Render the items below as a JSON list of strings, one string per line and blank lines omitted, covering the text from its first line through the line containing "left=306, top=543, right=1024, bottom=766", both inclusive.

-=-=-

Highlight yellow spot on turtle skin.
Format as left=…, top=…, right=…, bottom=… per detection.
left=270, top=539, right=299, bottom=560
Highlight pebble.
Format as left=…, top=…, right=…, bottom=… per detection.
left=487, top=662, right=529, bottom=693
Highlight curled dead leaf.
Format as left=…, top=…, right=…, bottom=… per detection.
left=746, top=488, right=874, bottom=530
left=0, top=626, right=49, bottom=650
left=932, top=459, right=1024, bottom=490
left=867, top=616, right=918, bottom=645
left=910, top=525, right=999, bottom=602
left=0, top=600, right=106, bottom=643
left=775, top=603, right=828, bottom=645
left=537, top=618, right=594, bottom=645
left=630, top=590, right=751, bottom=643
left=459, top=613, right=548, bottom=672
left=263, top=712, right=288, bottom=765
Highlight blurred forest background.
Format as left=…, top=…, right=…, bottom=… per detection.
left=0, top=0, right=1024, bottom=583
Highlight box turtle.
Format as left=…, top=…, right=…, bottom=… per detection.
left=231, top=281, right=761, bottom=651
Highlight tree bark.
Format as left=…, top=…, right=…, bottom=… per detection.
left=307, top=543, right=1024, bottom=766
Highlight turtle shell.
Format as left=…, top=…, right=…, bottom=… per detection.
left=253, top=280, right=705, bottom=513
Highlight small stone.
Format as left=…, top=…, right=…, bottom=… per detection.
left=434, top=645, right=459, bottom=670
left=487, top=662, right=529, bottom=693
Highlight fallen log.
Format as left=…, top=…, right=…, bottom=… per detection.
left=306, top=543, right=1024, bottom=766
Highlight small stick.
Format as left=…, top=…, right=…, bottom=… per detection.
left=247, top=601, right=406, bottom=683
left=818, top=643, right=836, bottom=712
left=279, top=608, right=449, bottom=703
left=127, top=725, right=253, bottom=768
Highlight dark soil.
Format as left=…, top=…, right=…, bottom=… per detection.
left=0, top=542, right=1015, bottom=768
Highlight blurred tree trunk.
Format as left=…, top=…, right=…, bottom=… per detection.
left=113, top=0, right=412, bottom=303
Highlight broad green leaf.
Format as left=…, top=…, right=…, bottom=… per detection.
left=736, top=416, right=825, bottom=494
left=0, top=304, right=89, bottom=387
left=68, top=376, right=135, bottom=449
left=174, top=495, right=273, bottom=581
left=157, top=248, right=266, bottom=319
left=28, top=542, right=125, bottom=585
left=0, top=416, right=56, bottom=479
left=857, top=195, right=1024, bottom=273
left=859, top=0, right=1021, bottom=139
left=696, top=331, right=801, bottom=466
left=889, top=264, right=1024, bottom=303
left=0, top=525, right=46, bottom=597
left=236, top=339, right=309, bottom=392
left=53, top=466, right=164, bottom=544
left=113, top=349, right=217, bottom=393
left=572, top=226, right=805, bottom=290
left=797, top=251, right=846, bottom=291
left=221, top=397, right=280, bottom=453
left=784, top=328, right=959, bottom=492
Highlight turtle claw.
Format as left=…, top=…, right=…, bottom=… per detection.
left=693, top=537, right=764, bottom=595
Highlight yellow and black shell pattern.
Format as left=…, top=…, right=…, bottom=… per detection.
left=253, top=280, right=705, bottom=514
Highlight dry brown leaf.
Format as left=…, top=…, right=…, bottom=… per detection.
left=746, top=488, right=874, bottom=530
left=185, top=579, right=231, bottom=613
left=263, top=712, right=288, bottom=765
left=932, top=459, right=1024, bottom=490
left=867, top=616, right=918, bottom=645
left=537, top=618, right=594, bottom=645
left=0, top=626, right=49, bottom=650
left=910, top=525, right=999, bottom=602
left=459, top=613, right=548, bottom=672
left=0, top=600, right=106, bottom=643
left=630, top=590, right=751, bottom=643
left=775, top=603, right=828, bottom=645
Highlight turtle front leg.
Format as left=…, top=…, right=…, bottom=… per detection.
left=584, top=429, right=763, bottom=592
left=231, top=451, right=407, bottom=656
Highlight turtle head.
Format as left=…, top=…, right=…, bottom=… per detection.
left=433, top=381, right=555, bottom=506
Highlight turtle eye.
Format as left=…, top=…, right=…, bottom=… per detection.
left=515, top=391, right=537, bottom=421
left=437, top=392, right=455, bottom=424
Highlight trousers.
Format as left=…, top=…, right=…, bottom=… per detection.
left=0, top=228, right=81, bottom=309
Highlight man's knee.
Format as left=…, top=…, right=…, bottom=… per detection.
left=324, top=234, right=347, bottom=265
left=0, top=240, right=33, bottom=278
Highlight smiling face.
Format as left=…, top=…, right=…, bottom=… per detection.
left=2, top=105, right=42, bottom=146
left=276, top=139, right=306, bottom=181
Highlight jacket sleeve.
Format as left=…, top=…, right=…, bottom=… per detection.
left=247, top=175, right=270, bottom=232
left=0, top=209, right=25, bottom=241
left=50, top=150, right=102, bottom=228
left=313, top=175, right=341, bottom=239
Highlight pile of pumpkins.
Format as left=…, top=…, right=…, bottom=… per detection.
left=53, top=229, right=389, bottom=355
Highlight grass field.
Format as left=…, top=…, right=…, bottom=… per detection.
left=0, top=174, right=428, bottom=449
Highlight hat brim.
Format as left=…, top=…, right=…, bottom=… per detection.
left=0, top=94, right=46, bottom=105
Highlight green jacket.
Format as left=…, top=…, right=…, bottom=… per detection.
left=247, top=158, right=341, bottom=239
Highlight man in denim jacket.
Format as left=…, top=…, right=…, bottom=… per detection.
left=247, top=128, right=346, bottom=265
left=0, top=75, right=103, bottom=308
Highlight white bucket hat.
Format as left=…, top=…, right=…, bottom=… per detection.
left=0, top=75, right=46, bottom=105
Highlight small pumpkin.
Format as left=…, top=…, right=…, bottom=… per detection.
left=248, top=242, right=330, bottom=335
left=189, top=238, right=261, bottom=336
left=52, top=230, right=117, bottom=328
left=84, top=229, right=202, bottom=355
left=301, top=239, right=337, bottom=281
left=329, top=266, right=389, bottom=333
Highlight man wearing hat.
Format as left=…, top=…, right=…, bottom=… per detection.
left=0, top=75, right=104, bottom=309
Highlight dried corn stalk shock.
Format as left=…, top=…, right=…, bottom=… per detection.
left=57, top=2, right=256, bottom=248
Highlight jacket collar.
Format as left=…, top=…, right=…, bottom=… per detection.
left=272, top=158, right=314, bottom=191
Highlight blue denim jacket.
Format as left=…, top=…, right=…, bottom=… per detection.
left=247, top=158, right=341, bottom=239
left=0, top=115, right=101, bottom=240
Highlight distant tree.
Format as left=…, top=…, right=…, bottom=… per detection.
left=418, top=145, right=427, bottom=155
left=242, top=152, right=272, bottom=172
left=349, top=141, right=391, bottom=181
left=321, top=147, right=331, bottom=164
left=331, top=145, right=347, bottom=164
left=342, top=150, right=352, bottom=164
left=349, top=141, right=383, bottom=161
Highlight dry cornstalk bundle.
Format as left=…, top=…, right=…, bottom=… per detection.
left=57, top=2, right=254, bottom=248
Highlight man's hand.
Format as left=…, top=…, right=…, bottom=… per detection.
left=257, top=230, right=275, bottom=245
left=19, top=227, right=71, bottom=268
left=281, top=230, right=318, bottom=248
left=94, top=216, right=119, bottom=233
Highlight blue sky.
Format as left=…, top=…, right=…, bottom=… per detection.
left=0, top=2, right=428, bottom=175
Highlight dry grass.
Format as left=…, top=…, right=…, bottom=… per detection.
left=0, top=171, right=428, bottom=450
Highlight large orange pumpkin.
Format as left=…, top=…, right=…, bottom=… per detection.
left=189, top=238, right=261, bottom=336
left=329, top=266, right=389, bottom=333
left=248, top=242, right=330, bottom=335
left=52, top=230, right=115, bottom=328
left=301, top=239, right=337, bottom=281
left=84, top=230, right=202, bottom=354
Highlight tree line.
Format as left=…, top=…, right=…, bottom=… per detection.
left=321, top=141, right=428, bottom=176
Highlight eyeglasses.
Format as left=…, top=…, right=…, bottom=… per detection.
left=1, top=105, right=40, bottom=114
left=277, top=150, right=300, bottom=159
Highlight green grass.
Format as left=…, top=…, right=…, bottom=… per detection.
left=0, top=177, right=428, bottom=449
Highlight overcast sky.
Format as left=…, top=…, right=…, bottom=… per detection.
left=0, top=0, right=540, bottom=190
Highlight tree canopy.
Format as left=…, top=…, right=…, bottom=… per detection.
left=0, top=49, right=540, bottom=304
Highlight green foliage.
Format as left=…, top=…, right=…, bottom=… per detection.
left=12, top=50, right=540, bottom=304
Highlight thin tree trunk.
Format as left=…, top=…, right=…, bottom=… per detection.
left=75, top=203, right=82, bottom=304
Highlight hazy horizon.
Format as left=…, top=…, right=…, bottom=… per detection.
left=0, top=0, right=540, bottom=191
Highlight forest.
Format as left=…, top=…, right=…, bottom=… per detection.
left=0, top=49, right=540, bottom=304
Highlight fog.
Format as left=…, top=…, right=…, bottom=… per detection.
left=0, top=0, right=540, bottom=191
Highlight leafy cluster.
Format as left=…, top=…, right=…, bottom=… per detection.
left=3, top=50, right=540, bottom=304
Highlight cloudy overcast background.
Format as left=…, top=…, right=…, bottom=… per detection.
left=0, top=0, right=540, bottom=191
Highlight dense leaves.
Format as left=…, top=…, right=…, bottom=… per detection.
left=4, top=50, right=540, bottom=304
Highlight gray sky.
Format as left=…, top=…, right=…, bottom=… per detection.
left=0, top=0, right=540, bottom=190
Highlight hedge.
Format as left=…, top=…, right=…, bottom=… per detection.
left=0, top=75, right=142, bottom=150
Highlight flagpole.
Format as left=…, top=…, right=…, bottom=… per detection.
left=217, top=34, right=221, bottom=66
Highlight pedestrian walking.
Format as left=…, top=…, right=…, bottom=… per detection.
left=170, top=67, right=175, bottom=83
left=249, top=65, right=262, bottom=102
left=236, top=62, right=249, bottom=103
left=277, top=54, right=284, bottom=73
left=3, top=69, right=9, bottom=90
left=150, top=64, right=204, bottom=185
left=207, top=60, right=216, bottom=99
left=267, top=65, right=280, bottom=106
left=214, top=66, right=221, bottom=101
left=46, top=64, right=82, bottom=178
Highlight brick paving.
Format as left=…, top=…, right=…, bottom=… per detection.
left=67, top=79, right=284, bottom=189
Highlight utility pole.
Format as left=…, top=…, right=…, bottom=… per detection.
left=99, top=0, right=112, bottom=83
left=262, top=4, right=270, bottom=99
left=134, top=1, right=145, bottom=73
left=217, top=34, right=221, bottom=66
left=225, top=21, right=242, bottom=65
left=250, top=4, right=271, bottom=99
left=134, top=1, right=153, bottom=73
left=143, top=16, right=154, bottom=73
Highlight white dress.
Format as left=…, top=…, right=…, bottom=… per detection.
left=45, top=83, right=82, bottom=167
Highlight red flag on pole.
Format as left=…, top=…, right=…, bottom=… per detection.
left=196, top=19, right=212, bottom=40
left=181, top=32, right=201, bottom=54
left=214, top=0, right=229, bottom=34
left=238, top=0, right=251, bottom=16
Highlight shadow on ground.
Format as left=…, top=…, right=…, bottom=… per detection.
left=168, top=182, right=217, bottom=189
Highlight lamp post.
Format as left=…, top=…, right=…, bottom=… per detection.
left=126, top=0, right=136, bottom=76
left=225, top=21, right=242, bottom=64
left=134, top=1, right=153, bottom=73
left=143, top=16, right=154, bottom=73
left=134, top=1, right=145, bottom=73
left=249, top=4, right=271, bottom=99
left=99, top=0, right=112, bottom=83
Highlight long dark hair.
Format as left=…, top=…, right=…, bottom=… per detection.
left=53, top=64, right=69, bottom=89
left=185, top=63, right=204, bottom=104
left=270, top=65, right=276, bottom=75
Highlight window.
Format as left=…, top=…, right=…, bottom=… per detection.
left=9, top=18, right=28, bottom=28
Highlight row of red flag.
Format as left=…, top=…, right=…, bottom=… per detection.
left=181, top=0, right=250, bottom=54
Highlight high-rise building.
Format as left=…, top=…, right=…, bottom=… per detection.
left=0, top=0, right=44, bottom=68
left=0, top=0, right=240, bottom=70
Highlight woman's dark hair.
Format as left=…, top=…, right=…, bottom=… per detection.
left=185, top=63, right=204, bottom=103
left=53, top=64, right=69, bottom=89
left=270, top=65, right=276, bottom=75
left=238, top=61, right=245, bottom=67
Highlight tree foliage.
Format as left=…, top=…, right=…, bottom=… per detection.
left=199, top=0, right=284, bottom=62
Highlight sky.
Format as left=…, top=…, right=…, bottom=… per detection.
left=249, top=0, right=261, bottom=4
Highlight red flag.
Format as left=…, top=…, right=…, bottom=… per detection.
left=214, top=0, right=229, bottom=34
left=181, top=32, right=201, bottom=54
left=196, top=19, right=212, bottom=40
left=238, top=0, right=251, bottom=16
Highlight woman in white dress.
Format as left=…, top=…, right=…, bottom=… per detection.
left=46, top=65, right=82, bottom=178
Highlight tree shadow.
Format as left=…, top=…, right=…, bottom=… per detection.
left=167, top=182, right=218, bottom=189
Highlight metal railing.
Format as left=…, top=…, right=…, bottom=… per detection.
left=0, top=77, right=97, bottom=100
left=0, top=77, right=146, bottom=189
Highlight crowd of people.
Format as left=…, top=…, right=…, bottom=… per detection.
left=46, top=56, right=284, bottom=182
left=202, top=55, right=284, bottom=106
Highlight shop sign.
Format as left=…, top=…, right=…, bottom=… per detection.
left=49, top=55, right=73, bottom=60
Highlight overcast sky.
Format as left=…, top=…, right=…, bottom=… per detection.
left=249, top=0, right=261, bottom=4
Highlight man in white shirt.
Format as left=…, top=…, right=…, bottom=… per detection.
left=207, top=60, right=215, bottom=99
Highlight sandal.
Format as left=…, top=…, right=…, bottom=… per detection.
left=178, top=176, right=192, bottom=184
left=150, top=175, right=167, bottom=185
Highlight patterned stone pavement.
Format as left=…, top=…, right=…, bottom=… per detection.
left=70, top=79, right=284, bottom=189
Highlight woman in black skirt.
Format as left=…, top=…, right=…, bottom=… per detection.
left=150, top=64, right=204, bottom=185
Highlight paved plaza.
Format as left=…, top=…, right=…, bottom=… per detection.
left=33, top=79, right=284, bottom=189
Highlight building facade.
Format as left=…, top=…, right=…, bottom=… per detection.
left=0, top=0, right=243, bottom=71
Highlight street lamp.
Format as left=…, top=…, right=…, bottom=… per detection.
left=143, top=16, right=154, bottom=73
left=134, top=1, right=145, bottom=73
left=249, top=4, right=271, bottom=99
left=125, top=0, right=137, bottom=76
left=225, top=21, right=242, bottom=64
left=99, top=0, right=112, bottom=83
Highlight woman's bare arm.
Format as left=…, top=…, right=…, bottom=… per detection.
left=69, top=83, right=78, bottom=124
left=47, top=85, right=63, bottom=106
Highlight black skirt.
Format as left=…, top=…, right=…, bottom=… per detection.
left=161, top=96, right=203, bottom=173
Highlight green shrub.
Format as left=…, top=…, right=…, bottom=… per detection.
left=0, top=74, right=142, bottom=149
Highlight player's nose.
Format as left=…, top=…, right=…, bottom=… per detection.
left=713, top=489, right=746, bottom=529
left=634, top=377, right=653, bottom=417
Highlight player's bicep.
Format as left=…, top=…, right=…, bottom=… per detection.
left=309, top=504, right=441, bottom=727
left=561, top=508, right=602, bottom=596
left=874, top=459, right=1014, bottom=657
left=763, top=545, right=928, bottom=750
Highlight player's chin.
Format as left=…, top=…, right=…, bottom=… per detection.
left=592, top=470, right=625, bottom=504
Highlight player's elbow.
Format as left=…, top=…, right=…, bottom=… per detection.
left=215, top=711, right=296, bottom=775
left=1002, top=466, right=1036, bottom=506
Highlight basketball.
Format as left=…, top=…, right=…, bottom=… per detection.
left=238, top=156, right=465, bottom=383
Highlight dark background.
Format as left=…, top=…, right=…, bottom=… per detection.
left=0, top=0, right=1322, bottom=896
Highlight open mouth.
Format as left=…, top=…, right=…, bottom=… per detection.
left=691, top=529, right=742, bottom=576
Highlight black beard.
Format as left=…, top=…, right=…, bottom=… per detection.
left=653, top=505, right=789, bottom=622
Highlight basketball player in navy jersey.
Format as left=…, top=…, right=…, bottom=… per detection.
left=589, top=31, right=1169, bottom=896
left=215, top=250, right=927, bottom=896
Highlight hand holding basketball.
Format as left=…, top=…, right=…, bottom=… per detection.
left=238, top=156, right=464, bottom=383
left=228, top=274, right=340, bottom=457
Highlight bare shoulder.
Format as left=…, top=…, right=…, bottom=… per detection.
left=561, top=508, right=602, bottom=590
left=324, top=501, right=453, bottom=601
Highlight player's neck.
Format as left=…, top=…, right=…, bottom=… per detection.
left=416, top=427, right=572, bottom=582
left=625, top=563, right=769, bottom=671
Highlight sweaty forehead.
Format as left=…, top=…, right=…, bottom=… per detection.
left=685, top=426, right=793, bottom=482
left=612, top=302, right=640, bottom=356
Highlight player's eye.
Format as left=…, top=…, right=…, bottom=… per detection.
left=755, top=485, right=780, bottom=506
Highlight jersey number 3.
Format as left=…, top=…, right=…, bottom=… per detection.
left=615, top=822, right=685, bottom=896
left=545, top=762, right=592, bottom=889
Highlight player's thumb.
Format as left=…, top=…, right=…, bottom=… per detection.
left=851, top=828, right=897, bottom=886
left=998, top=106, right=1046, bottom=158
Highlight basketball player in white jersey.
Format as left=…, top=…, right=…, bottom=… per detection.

-=-=-

— Result for this exercise —
[
  "Highlight yellow spot on turtle skin.",
  "Format as left=…, top=…, right=…, bottom=… per detection.",
  "left=270, top=539, right=299, bottom=560",
  "Highlight pebble.",
  "Format as left=…, top=…, right=…, bottom=… per detection.",
  "left=487, top=662, right=529, bottom=693",
  "Highlight curled dead leaf.",
  "Format as left=…, top=…, right=…, bottom=… per detection.",
  "left=746, top=488, right=874, bottom=530",
  "left=0, top=626, right=49, bottom=650",
  "left=932, top=459, right=1024, bottom=490",
  "left=867, top=616, right=918, bottom=645",
  "left=910, top=525, right=999, bottom=602",
  "left=0, top=600, right=106, bottom=643",
  "left=775, top=603, right=828, bottom=645",
  "left=537, top=618, right=594, bottom=645",
  "left=630, top=590, right=751, bottom=643",
  "left=459, top=613, right=548, bottom=672",
  "left=263, top=712, right=288, bottom=765",
  "Highlight blurred forest background.",
  "Format as left=…, top=…, right=…, bottom=… per detection.",
  "left=0, top=0, right=1024, bottom=583",
  "Highlight box turtle.",
  "Format as left=…, top=…, right=…, bottom=… per detection.",
  "left=231, top=281, right=761, bottom=651",
  "Highlight tree bark.",
  "Format as left=…, top=…, right=…, bottom=… per detection.",
  "left=307, top=543, right=1024, bottom=766",
  "Highlight turtle shell.",
  "Format as left=…, top=…, right=…, bottom=… per detection.",
  "left=253, top=280, right=705, bottom=513",
  "Highlight small stone.",
  "Format as left=…, top=…, right=…, bottom=… per detection.",
  "left=434, top=645, right=459, bottom=670",
  "left=487, top=662, right=529, bottom=693",
  "Highlight fallen log.",
  "Format as left=…, top=…, right=…, bottom=… per detection.",
  "left=306, top=543, right=1024, bottom=766"
]